Line by line, repeat all the material exactly as it appears.

___

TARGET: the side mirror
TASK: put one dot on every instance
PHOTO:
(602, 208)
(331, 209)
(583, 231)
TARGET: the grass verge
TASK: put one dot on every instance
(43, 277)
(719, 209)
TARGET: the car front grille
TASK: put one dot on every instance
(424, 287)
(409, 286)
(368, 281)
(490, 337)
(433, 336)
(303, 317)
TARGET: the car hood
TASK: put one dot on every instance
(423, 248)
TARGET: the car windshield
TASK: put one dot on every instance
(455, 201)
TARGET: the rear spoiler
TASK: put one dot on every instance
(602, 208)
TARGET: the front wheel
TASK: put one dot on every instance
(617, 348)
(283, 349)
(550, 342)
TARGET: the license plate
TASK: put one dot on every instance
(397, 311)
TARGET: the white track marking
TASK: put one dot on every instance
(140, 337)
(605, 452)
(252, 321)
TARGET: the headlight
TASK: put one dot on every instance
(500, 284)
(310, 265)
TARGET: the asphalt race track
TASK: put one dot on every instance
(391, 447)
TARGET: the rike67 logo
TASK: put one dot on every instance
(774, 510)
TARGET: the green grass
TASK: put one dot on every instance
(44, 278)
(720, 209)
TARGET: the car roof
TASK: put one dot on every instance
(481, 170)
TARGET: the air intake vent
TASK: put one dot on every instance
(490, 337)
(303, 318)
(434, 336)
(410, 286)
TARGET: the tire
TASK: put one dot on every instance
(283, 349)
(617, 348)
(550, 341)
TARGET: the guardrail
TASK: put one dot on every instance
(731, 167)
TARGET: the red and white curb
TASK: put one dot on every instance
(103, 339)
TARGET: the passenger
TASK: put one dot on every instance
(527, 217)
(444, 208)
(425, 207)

___

OUTPUT OF THE TASK
TARGET: the side mirror
TASK: put one dot on every instance
PHOTO:
(602, 208)
(331, 209)
(583, 231)
TARGET: the grass verge
TASK: put one dot on every instance
(43, 277)
(719, 209)
TARGET: the car front grille
TASK: put one dot on every instance
(424, 287)
(409, 286)
(368, 281)
(490, 337)
(433, 336)
(303, 317)
TARGET: the car hood
TASK: put one dot on every instance
(423, 248)
TARGET: the car windshield
TASK: put one dot on every instance
(455, 201)
TARGET: the rear spoiler
TASK: put one dot on every instance
(602, 208)
TARGET: the front wheel
TASK: put one dot on every instance
(617, 348)
(283, 349)
(550, 342)
TARGET: the license plate
TASK: put one dot on every instance
(397, 311)
TARGET: the white track marking
TASK: put one dot on every instance
(140, 337)
(605, 452)
(252, 321)
TARGET: the headlight
TASK: put one dot on every instance
(500, 284)
(310, 265)
TARGET: the asphalt race track
TASK: put one dot on every instance
(391, 447)
TARGET: the rike67 logo
TASK: put one dot on every instance
(774, 510)
TARGET: the green grass
TASK: put one dot on every instance
(44, 278)
(720, 209)
TARGET: the car roof
TASK: put one dot on every instance
(481, 170)
TARGET: the air intake vent
TASK: put one dot on every instance
(490, 337)
(303, 318)
(434, 336)
(410, 286)
TARGET: the tire
TASK: put one dot on every instance
(283, 349)
(617, 348)
(550, 341)
TARGET: the guardrail
TASK: put one dot on every instance
(731, 167)
TARGET: the red and white curb
TASK: put one dot on every instance
(103, 339)
TARGET: the passenger
TASK: put one dot on every instance
(527, 217)
(444, 208)
(425, 207)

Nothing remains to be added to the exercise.